■ Problem to solve ■
In your copy, leave out the pictures and repeat the entries below exactly.

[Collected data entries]
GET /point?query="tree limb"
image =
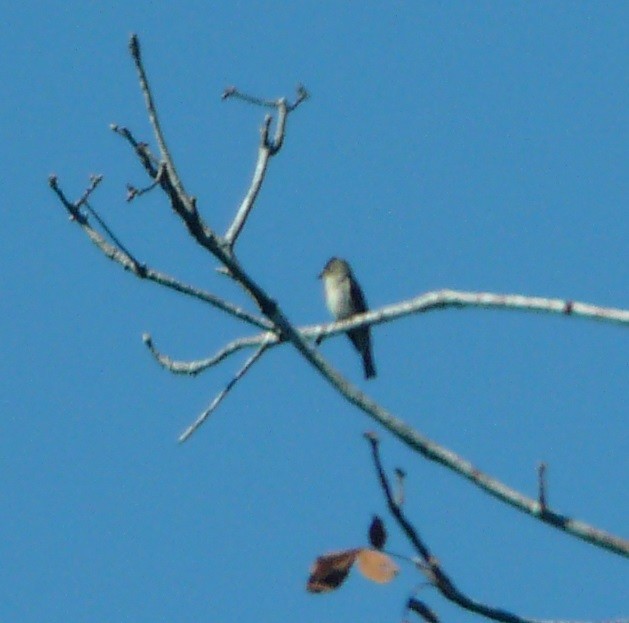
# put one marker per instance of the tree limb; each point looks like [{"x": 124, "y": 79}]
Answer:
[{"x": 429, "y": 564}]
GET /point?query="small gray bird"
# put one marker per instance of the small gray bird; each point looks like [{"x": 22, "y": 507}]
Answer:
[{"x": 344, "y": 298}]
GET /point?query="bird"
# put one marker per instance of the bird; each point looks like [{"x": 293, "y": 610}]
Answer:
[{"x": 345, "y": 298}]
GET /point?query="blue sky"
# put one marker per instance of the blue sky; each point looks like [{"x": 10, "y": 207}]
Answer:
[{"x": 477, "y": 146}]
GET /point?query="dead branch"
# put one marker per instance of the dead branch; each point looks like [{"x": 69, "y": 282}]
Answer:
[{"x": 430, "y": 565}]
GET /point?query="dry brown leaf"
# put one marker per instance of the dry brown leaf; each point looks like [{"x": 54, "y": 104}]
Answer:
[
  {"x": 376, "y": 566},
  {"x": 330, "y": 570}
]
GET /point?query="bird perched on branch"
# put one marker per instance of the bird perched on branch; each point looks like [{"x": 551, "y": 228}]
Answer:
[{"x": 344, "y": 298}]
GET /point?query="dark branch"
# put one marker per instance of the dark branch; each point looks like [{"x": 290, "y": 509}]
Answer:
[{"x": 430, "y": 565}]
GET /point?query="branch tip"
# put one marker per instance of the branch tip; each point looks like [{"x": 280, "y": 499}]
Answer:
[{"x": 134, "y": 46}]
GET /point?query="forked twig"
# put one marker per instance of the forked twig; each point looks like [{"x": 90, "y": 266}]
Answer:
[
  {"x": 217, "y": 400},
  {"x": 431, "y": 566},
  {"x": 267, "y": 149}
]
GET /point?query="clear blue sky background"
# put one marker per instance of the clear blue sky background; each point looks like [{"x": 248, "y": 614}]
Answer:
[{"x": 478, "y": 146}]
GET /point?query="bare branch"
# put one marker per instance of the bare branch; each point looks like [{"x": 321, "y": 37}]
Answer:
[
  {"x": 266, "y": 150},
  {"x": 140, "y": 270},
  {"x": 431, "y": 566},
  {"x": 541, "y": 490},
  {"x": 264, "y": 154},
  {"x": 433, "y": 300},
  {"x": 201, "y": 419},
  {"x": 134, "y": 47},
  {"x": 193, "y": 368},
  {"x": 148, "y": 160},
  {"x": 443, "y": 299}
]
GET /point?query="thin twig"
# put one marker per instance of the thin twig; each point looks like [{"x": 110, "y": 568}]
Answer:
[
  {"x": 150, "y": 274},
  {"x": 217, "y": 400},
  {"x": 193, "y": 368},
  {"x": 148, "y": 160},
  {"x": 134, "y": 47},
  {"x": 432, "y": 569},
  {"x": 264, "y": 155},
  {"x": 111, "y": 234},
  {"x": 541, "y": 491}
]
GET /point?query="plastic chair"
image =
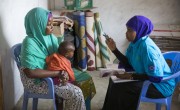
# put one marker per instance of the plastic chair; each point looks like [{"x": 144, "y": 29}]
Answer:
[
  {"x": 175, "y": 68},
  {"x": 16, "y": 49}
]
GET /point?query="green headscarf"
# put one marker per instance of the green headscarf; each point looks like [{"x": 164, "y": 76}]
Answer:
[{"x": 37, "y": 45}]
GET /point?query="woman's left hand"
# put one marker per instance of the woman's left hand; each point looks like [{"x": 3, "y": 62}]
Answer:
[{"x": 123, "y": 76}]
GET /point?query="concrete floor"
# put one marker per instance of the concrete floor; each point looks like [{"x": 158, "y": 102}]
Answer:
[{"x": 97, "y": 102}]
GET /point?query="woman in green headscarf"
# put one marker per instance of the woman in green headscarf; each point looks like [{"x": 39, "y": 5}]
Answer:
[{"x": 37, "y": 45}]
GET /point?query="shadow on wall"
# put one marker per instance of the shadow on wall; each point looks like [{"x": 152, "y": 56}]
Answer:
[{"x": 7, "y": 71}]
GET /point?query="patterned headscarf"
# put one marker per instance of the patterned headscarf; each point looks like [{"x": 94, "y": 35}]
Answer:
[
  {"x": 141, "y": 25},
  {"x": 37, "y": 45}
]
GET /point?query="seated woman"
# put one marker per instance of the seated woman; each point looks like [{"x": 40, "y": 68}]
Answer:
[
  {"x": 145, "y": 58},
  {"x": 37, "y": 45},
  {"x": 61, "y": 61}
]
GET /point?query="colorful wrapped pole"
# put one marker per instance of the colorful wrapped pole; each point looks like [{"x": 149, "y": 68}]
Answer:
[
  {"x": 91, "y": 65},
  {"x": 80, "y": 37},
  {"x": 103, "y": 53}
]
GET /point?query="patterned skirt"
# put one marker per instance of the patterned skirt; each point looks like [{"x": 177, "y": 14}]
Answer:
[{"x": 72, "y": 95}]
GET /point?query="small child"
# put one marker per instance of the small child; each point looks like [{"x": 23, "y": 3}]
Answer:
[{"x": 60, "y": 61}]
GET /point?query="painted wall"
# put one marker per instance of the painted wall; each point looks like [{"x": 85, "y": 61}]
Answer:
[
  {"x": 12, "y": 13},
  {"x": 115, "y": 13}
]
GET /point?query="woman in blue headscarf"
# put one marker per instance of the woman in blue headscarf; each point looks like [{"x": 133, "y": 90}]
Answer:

■ Solution ■
GET /point?query="tree limb"
image =
# put one marker per instance of the tree limb; each point looks like [{"x": 124, "y": 79}]
Answer:
[{"x": 429, "y": 564}]
GET /point?query="small gray bird"
# put one marker per instance of the small gray bird; each point looks like [{"x": 22, "y": 507}]
Answer:
[{"x": 344, "y": 298}]
GET /point?query="bird"
# put one marker per instance of the bird; each point looks like [{"x": 293, "y": 610}]
Answer:
[{"x": 345, "y": 298}]
GET /point?query="blue sky"
# put one marker per instance of the blue sky; each point looks like [{"x": 10, "y": 207}]
Answer:
[{"x": 477, "y": 146}]
GET /point?query="dead branch"
# put one marker per instance of the dead branch; each point looks like [{"x": 69, "y": 282}]
Answer:
[{"x": 430, "y": 565}]
GET /point?query="dry brown leaf"
# put one marker per instance of the dry brown leaf; each point looks like [{"x": 54, "y": 104}]
Answer:
[
  {"x": 376, "y": 566},
  {"x": 330, "y": 570}
]
GET /point?query="bird perched on branch"
# put one marker per instance of the bird perched on branch; each point looks like [{"x": 551, "y": 228}]
Answer:
[{"x": 344, "y": 298}]
GET /point?query="dark branch"
# put one marker per instance of the dark branch; each point looks like [{"x": 290, "y": 509}]
Answer:
[{"x": 430, "y": 565}]
GET /point?query="branch tip"
# put one marker per instance of the branch tip; each point looks like [{"x": 280, "y": 499}]
Answer:
[{"x": 134, "y": 46}]
GET /point?query="forked twig"
# put one marker per instance of the forked twig; each point looks like [{"x": 90, "y": 266}]
Answer:
[
  {"x": 217, "y": 400},
  {"x": 431, "y": 566},
  {"x": 267, "y": 149}
]
GET /point?query="clear blue sky background"
# put one marker per instance of the clear blue sky background; each point looks like [{"x": 248, "y": 614}]
Answer:
[{"x": 478, "y": 146}]
GET /point?query="bare branch"
# put one marker per instance of the bare branch; each point looks like [{"x": 321, "y": 37}]
Answer:
[
  {"x": 266, "y": 150},
  {"x": 140, "y": 270},
  {"x": 431, "y": 566},
  {"x": 541, "y": 490},
  {"x": 264, "y": 154},
  {"x": 433, "y": 300},
  {"x": 201, "y": 419},
  {"x": 134, "y": 47},
  {"x": 193, "y": 368},
  {"x": 148, "y": 160},
  {"x": 443, "y": 299}
]
GET /point?query="thin twig"
# put one marker per instance of the thin twig; each point looks like [{"x": 110, "y": 568}]
Answer:
[
  {"x": 150, "y": 274},
  {"x": 217, "y": 400},
  {"x": 193, "y": 368},
  {"x": 148, "y": 160},
  {"x": 134, "y": 47},
  {"x": 432, "y": 569},
  {"x": 264, "y": 155},
  {"x": 111, "y": 234},
  {"x": 541, "y": 491}
]
GET /point?query="plastic chair"
image =
# put one marker per instance of the plastic chair; each point looks like [{"x": 144, "y": 29}]
Answer:
[
  {"x": 175, "y": 68},
  {"x": 16, "y": 49}
]
GET /point?query="green headscarf"
# put one marker per instance of the green headscarf; each point looks like [{"x": 164, "y": 76}]
Answer:
[{"x": 37, "y": 45}]
GET /point?query="woman's left hand"
# put one marker per instance of the woman's left hand; each point looks like [{"x": 3, "y": 62}]
Answer:
[{"x": 123, "y": 76}]
GET /point?query="concrete floor"
# put one marker per instance of the concrete floor; each point looks like [{"x": 158, "y": 102}]
Answer:
[{"x": 97, "y": 102}]
GET /point?query="woman in green headscarf"
# put one marker per instance of the woman in green headscarf; each point looks like [{"x": 39, "y": 5}]
Answer:
[{"x": 37, "y": 45}]
GET /point?query="shadow on wall"
# put one marker per instance of the shadow on wall; each point looks like [{"x": 152, "y": 56}]
Answer:
[{"x": 7, "y": 71}]
GET /point?query="patterned headscarf"
# put one marker per instance of the patterned headscarf; each point looks like [{"x": 94, "y": 35}]
Answer:
[
  {"x": 141, "y": 25},
  {"x": 37, "y": 45}
]
GET /point?query="seated woman"
# put one marker per instance of the seated woman; each point looks like [{"x": 40, "y": 68}]
Answer:
[
  {"x": 145, "y": 58},
  {"x": 37, "y": 45},
  {"x": 61, "y": 61}
]
GET /point?query="colorful wrapped pole"
# put one marker per instance of the colorful wrapped pole; each point looks like [{"x": 149, "y": 68}]
Answer:
[
  {"x": 91, "y": 65},
  {"x": 80, "y": 37},
  {"x": 103, "y": 53}
]
GET /point?query="patterned skirt"
# put one marker per instance of the patterned skirt; each point looks like [{"x": 177, "y": 14}]
Answer:
[{"x": 72, "y": 95}]
GET /point?query="small child"
# put one marker per instance of the small child; each point looks like [{"x": 23, "y": 3}]
Answer:
[{"x": 60, "y": 61}]
GET /point?query="painted wall"
# put one marker per instance of the painted wall; each point looks like [{"x": 85, "y": 61}]
Answer:
[
  {"x": 12, "y": 13},
  {"x": 115, "y": 13}
]
GET /point?query="woman in blue headscarf"
# put one marker per instance of the woman in blue headscarf; each point looks like [{"x": 133, "y": 90}]
Answer:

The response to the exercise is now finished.